* **RECORDS TO USE**
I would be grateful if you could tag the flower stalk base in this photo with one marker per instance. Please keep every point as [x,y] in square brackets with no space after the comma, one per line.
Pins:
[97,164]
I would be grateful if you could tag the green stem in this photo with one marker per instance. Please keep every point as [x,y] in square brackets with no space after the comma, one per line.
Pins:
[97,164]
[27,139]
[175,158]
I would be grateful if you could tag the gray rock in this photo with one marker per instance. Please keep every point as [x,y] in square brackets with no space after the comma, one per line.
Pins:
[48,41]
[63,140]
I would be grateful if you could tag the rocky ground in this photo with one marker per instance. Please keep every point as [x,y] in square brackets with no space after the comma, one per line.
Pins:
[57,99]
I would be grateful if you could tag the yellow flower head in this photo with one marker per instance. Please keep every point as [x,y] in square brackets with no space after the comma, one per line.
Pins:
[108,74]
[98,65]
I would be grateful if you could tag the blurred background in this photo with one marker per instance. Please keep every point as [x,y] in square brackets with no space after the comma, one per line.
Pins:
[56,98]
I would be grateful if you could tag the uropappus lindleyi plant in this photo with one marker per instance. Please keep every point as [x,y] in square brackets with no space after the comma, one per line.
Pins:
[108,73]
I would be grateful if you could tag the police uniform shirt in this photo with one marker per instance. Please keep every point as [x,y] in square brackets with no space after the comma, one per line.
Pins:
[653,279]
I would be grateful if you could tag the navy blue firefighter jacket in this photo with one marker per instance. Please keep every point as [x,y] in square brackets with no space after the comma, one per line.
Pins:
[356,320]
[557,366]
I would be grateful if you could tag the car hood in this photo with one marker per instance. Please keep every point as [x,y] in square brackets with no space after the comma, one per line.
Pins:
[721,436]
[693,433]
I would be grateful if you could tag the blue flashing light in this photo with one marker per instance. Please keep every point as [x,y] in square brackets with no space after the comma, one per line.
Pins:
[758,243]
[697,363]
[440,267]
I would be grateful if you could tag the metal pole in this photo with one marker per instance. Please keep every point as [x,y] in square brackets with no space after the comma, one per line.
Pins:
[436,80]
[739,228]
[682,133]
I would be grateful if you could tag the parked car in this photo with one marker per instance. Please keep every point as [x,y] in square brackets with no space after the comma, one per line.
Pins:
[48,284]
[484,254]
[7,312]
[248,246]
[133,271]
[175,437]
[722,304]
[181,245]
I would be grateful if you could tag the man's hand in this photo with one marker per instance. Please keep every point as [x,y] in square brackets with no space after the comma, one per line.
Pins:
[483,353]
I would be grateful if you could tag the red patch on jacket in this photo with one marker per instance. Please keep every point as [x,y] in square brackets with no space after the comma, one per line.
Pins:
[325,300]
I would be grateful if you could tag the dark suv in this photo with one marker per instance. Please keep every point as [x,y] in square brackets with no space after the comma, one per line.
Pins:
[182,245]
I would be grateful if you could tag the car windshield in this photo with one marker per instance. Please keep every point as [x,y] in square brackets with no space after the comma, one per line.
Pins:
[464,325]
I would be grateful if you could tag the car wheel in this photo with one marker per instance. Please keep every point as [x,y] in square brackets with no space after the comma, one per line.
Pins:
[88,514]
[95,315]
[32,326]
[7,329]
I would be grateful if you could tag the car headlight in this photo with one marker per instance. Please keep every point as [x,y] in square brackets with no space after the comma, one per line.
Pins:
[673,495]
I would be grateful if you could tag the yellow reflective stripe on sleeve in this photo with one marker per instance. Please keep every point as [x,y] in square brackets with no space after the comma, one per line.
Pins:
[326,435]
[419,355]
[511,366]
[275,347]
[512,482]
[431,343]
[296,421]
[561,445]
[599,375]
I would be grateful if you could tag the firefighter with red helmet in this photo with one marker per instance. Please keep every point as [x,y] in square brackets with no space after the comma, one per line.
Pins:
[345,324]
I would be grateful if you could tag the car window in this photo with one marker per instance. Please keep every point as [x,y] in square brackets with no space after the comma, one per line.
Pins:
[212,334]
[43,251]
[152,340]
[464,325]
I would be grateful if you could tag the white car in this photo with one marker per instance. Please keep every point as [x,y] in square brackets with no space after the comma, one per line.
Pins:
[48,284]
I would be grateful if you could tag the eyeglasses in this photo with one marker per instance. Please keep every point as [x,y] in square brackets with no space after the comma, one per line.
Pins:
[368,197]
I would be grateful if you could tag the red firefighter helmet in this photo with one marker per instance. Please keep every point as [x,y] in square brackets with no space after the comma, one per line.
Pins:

* **WHAT THE TASK ASKS**
A line belongs in the answer if it contains the word "jacket"; please copy each such line from the material.

* **THE ANSWER**
I would be grateful if you could tag the navy blue firefighter jacket in this photo with one marker per instance. Please keep every point as [x,y] in square brackets with no space after the comma, one per line.
I would be grateful if you could tag the red patch on jacket in this photo with one marker per instance. Please keep every point as [x,y] in square brackets with no space after the comma, one per line.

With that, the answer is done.